> [WRITTEN PROBLEM]:
Reproduce verbatim the records from their first line through the line containing "x=685 y=720", inclusive, and nothing beyond that line.

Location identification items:
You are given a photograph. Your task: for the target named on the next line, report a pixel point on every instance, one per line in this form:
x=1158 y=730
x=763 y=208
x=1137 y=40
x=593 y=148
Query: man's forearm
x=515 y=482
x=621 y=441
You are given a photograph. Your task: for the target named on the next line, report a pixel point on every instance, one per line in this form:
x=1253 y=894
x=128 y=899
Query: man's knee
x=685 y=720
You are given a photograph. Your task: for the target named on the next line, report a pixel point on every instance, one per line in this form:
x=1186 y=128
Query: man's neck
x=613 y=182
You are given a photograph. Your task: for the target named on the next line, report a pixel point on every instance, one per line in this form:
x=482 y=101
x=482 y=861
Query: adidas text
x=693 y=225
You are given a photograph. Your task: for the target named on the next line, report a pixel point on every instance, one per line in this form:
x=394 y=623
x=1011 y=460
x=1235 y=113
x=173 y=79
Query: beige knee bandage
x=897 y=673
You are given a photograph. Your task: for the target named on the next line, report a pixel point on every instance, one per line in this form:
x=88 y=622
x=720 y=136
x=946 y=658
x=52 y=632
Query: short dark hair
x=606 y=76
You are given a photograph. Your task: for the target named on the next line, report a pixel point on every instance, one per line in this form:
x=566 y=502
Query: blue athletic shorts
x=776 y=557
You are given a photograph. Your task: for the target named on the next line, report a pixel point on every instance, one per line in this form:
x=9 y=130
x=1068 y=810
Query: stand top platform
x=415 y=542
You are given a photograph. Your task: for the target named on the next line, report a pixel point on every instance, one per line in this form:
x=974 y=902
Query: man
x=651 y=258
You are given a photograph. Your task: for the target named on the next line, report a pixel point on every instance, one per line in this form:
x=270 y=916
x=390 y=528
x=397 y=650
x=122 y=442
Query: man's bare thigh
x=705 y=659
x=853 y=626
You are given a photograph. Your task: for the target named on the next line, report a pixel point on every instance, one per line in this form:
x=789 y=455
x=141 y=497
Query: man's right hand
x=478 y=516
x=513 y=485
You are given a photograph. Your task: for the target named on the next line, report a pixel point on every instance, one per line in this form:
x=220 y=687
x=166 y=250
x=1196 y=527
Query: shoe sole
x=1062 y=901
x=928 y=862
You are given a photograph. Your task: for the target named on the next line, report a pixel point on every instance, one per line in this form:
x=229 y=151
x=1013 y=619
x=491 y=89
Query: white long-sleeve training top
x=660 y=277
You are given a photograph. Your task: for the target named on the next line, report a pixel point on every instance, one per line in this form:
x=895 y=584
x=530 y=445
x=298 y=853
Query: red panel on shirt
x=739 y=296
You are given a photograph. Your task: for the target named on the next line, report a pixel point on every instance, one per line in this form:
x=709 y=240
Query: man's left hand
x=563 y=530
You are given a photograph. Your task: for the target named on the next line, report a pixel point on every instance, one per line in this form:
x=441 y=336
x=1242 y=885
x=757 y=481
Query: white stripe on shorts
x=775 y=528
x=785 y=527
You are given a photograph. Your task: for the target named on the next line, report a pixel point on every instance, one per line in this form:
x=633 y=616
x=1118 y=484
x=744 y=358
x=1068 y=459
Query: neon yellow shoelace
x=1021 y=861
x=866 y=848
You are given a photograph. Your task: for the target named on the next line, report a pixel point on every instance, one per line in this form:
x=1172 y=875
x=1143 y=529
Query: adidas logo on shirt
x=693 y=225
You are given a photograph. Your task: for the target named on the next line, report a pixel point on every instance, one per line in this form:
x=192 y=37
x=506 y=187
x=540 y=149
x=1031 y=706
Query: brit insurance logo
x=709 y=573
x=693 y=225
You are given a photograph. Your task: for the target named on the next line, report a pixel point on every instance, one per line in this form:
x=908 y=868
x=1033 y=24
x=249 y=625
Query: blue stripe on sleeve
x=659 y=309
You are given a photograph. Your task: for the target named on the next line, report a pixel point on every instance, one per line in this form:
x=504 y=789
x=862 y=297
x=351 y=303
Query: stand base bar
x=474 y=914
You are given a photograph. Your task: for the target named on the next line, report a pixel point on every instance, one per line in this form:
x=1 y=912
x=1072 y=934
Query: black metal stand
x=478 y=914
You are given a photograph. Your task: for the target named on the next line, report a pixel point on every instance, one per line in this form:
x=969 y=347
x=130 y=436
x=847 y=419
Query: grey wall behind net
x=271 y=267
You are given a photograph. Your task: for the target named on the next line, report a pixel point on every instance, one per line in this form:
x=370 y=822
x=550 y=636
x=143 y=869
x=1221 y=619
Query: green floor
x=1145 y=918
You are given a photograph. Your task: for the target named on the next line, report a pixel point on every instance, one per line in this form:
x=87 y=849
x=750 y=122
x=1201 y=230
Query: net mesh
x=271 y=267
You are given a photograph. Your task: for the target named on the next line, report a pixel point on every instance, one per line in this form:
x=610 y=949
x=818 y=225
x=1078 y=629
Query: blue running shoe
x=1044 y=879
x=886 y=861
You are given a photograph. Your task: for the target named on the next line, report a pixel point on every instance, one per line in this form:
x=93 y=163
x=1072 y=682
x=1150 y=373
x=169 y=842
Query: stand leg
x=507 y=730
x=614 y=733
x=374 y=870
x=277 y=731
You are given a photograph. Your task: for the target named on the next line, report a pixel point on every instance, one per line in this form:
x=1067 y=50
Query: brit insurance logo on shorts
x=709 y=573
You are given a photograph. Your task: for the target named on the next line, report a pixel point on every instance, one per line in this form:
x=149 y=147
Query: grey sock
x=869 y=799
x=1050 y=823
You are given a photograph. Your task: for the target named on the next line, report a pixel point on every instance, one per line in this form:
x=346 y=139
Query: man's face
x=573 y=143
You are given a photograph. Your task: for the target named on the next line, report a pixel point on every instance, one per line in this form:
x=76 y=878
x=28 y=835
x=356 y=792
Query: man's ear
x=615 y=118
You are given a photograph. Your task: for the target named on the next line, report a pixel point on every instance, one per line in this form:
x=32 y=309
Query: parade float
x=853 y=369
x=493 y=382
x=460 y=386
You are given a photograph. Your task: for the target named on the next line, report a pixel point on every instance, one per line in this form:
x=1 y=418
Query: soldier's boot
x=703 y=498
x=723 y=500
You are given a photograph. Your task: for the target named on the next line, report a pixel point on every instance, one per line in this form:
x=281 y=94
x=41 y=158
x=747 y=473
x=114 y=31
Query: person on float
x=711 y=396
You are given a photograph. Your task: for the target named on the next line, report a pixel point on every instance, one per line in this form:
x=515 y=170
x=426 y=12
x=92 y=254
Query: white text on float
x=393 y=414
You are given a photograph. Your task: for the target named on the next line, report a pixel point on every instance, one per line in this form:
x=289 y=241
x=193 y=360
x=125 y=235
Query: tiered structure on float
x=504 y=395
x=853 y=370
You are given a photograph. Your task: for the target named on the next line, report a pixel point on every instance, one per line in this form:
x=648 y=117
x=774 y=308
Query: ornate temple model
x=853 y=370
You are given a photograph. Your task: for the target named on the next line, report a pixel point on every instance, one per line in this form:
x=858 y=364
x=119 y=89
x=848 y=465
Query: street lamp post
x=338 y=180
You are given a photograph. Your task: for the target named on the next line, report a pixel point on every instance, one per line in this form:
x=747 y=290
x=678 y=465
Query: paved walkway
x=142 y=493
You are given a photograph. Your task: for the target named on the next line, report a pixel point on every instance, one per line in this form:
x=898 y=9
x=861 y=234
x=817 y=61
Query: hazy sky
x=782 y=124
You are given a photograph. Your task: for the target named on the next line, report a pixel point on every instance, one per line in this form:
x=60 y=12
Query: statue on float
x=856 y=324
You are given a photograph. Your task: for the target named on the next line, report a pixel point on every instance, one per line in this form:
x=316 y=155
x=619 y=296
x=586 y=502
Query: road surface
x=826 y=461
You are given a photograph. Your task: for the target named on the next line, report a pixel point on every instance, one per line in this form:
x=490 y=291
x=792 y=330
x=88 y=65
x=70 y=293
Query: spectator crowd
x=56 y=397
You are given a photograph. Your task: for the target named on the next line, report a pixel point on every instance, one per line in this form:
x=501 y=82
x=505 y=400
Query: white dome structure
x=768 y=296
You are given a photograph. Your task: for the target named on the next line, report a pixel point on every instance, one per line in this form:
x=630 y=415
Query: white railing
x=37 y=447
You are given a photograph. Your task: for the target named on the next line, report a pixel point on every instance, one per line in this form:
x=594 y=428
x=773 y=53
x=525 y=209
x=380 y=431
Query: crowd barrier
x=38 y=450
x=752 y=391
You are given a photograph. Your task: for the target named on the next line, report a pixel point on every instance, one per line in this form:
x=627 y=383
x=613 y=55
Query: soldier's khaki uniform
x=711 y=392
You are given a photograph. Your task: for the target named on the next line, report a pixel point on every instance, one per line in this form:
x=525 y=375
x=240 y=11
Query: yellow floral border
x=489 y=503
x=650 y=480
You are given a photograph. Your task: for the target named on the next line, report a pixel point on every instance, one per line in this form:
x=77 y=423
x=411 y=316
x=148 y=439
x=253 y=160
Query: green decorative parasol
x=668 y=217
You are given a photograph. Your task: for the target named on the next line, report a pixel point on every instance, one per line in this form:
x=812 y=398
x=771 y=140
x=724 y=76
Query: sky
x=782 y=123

> [WRITTEN REPLY]:
You are given a photograph. Your task: for the target named on the next line, report a pixel point on every instance, one per line in this form:
x=1158 y=730
x=763 y=208
x=1137 y=40
x=593 y=148
Query: man's forearm
x=515 y=482
x=621 y=441
You are given a photograph. Your task: for the target named on the next line, report a pixel point on every instance, one per line in this form:
x=1253 y=894
x=128 y=899
Query: man's knee
x=685 y=720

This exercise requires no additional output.